WHAT YOU NEED TO DO ▸ Transcribe the entries, keeping every character the same.

DATA TO PROCESS ▸

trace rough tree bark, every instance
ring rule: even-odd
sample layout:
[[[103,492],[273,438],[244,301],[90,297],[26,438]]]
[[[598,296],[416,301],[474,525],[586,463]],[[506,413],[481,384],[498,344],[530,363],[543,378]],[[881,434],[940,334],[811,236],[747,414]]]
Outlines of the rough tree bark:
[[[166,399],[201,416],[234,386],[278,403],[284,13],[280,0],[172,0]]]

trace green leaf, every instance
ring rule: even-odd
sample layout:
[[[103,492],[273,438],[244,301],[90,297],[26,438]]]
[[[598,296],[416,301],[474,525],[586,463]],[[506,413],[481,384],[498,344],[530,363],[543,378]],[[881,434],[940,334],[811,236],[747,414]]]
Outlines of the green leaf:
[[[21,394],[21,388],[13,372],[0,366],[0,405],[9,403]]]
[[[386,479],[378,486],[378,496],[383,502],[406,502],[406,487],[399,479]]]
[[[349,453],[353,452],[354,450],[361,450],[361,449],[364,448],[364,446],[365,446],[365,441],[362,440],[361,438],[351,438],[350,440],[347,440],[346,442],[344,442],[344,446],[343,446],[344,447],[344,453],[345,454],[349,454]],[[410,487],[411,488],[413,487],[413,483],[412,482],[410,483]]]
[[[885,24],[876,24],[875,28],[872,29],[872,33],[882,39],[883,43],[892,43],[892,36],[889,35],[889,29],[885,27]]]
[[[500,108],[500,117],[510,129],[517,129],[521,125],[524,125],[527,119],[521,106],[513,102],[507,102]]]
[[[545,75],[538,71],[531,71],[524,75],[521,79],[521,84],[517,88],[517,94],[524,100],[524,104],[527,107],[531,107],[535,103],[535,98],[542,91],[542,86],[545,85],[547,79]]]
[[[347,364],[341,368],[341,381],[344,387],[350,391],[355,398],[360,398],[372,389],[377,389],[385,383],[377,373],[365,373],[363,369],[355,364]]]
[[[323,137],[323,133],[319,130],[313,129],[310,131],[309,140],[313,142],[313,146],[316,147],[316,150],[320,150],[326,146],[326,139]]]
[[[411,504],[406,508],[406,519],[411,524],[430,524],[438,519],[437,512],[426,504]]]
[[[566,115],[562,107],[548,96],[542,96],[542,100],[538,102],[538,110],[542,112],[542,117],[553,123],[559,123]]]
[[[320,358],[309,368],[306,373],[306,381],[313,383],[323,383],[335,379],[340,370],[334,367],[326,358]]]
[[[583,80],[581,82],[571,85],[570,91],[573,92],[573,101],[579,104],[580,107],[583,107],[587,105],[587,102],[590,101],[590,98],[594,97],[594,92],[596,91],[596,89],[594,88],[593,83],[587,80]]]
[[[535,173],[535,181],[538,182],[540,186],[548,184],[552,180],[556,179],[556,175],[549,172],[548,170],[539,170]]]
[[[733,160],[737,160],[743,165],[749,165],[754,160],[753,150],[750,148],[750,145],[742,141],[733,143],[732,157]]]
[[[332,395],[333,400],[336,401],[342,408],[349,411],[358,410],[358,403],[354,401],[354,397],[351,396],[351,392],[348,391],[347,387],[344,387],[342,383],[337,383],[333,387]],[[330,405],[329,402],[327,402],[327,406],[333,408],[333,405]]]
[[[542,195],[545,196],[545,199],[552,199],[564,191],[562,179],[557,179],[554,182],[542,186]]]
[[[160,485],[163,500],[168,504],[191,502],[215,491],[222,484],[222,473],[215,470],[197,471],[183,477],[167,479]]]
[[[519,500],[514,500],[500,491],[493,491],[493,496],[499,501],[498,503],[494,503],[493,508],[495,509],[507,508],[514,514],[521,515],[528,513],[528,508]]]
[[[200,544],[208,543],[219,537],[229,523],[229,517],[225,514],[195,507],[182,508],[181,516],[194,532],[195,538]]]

RESULT OF THE EXERCISE ▸
trace rough tree bark, every instance
ring rule: even-odd
sample layout:
[[[103,492],[273,438],[244,301],[90,297],[26,438]]]
[[[598,296],[416,301],[474,525],[586,463]],[[506,413],[481,384],[498,344],[530,363],[543,378]],[[881,434],[940,334],[811,236],[747,414]]]
Outlines of the rough tree bark:
[[[166,399],[201,416],[234,386],[278,403],[284,13],[280,0],[172,0]]]

trace green leaf, every instance
ring rule: even-odd
sample layout:
[[[103,492],[273,438],[244,301],[90,297],[26,438]]]
[[[598,296],[416,301],[474,525],[586,463]],[[506,413],[481,384],[498,344],[530,363],[543,378]],[[881,434],[940,334],[811,236],[747,414]]]
Outlines of the green leaf:
[[[21,394],[21,388],[13,372],[0,366],[0,405],[9,403]]]
[[[386,479],[378,486],[378,496],[383,502],[406,502],[406,487],[399,479]]]
[[[349,453],[353,452],[354,450],[361,450],[361,449],[364,448],[364,446],[365,446],[365,441],[362,440],[361,438],[351,438],[350,440],[347,440],[346,442],[344,442],[344,446],[343,446],[344,447],[344,453],[345,454],[349,454]],[[410,487],[411,488],[413,487],[413,483],[412,482],[410,483]]]
[[[885,24],[876,24],[875,28],[872,29],[872,33],[882,39],[883,43],[892,43],[892,36],[889,35],[889,29],[885,27]]]
[[[500,108],[500,117],[510,129],[517,129],[521,125],[524,125],[527,119],[521,106],[513,102],[507,102]]]
[[[545,75],[538,71],[531,71],[524,75],[521,79],[521,84],[517,88],[517,94],[524,100],[524,104],[527,107],[531,107],[535,103],[535,98],[542,91],[542,86],[545,85],[547,79]]]
[[[347,364],[341,368],[341,381],[344,387],[350,391],[355,398],[360,398],[372,389],[377,389],[385,383],[377,373],[365,373],[363,369],[355,364]]]
[[[323,137],[323,133],[319,130],[313,129],[310,131],[309,140],[313,142],[313,146],[316,147],[316,150],[320,150],[326,146],[326,139]]]
[[[411,504],[406,508],[406,519],[411,524],[430,524],[438,519],[437,512],[426,504]]]
[[[566,115],[562,107],[548,96],[542,96],[542,100],[538,102],[538,110],[542,112],[542,117],[553,123],[559,123]]]
[[[320,358],[309,368],[306,373],[306,381],[313,383],[323,383],[335,379],[340,370],[334,367],[326,358]]]
[[[583,80],[581,82],[571,85],[570,91],[573,92],[573,101],[579,104],[580,107],[583,107],[587,105],[587,102],[590,101],[590,98],[594,97],[594,92],[596,91],[596,89],[594,88],[593,83],[587,80]]]
[[[535,173],[535,181],[538,182],[540,186],[548,184],[552,180],[556,179],[556,175],[549,172],[548,170],[539,170]]]
[[[733,160],[737,160],[743,165],[749,165],[754,160],[753,150],[750,148],[750,145],[742,141],[733,143],[732,157]]]
[[[332,395],[333,400],[336,401],[342,408],[349,411],[358,410],[358,403],[354,401],[354,397],[351,396],[351,392],[348,391],[347,387],[344,387],[342,383],[337,383],[333,387]],[[330,405],[329,402],[327,402],[327,406],[333,408],[333,405]]]
[[[542,195],[545,196],[545,199],[552,199],[564,191],[562,179],[557,179],[554,182],[542,186]]]
[[[160,485],[163,500],[168,504],[191,502],[215,491],[222,484],[222,473],[215,470],[197,471],[183,477],[167,479]]]
[[[519,500],[514,500],[500,491],[493,491],[493,496],[499,501],[498,503],[494,503],[493,508],[495,509],[507,508],[514,514],[521,515],[528,513],[528,508]]]
[[[200,544],[208,543],[219,537],[229,523],[229,517],[225,514],[195,507],[182,508],[181,516],[194,532],[195,538]]]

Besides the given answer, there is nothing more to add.